• Objectif A: Remplacez "atelier" par "studio" dans l'extrait sur Jean Bernaux, puis recopiez tout ce qui va de "Devant une tasse" jusqu'à "la peinture ?".

--- Extrait fourni ---

Jean Bernaux

Faire art de tout bois

Les bars sont des endroits de convivialité que j’apprécie beaucoup. Loin de la virtualité 2.0, les gens s’y rencontrent, discutent et peuvent même se lier d’amitié au hasard de mots échangés avec la table voisine. C’était il y a une bonne dizaine d’année, en 2004. Un avant goût d’été. Attablé à L’illustration, ce bar typique du Vieux Lille dont les banquettes en bois d’époque possèdent un charme désuet, je déguste tranquillement cette bière blanche au nom soi-disant imprononçable. Je feuillette tranquillement mon numéro spécial des Inrockuptibles : 50 ans de Rock, les années 80/90. Mon voisin de droite, me conseille vivement d’écouter Speakerboxxx / The Love Below d’Outkast. Alberto Casano, après avoir suivi un parcours pour devenir footballeur professionnel, créé des luminaires contemporains. Estelle, une amie étudiante en médecine l’accompagne ainsi que Jean Bernaux. Originaire, comme moi, de Maubeuge, ce peintre va exposer prochainement à la galerie du Point Barre.

Devant une tasse de thé nous évoquons ensemble ces vieux souvenirs qui semblent lointains.
- « Quelle mémoire ! »
Avec Jean, nous nous croisons plusieurs fois comme cela, par hasard. Il fait souvent bien les choses. A chaque fois il m’invite à venir visiter son atelier. Après avoir grimpé l’escalier qui mène aux toits, nous y sommes enfin. Je pose mon dictaphone sur la table.

Le parcours de Jean Bernaux est loin d’être linéaire. Il s’est construit à force de rencontres et de découvertes. Ancien compagnon en menuiserie, il entretient toujours un rapport privilégié avec cette matière noble qu’est le bois mais également avec le monde du spectacle. Découvrons-le !

Comment Jean Bernaux est passé de la menuiserie à la peinture ?

--- Données affichées ---

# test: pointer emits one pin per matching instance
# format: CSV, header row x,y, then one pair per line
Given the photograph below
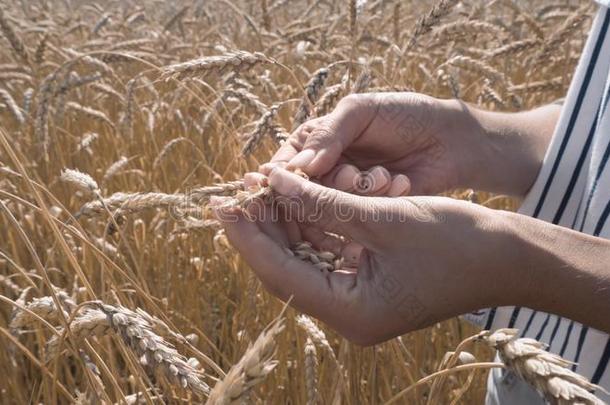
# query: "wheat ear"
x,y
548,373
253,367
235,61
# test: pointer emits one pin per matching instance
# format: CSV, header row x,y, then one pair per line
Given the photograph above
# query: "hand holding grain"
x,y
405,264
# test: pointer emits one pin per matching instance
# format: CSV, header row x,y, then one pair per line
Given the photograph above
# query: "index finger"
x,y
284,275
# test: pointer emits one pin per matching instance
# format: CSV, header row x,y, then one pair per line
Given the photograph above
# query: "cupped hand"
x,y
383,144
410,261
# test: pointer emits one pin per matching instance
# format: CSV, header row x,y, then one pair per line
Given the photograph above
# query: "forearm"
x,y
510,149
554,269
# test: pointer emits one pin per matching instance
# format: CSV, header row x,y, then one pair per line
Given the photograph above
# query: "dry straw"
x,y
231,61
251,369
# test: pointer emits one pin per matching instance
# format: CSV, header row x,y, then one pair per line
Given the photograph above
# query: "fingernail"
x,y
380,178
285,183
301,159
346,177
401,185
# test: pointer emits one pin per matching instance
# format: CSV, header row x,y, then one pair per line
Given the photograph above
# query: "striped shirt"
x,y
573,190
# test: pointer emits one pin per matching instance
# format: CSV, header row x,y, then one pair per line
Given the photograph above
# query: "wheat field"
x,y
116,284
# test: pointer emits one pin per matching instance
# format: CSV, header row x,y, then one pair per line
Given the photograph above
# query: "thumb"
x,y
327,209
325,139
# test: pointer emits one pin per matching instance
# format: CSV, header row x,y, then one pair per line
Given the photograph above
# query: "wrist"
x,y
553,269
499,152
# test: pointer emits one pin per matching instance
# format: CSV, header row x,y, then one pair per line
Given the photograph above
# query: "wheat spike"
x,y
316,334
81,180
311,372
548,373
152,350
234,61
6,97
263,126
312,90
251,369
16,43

---
--- Données affichées ---

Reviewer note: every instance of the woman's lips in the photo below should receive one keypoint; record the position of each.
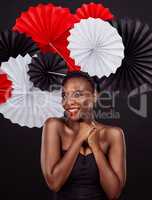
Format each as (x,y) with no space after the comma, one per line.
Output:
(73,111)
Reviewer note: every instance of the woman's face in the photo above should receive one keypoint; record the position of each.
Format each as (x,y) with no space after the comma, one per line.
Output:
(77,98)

---

• Objectif B: Repérez dans les enregistrements chaque ligne qui contient la chaîne "record" et recopiez-la, en tenant compte de la casse.

• Résultat obtenu A:
Devant une tasse de thé nous évoquons ensemble ces vieux souvenirs qui semblent lointains.
- « Quelle mémoire ! »
Avec Jean, nous nous croisons plusieurs fois comme cela, par hasard. Il fait souvent bien les choses. A chaque fois il m’invite à venir visiter son studio. Après avoir grimpé l’escalier qui mène aux toits, nous y sommes enfin. Je pose mon dictaphone sur la table.

Le parcours de Jean Bernaux est loin d’être linéaire. Il s’est construit à force de rencontres et de découvertes. Ancien compagnon en menuiserie, il entretient toujours un rapport privilégié avec cette matière noble qu’est le bois mais également avec le monde du spectacle. Découvrons-le !

Comment Jean Bernaux est passé de la menuiserie à la peinture ?

• Résultat obtenu B:
Reviewer note: every instance of the woman's lips in the photo below should receive one keypoint; record the position of each.
Reviewer note: every instance of the woman's face in the photo above should receive one keypoint; record the position of each.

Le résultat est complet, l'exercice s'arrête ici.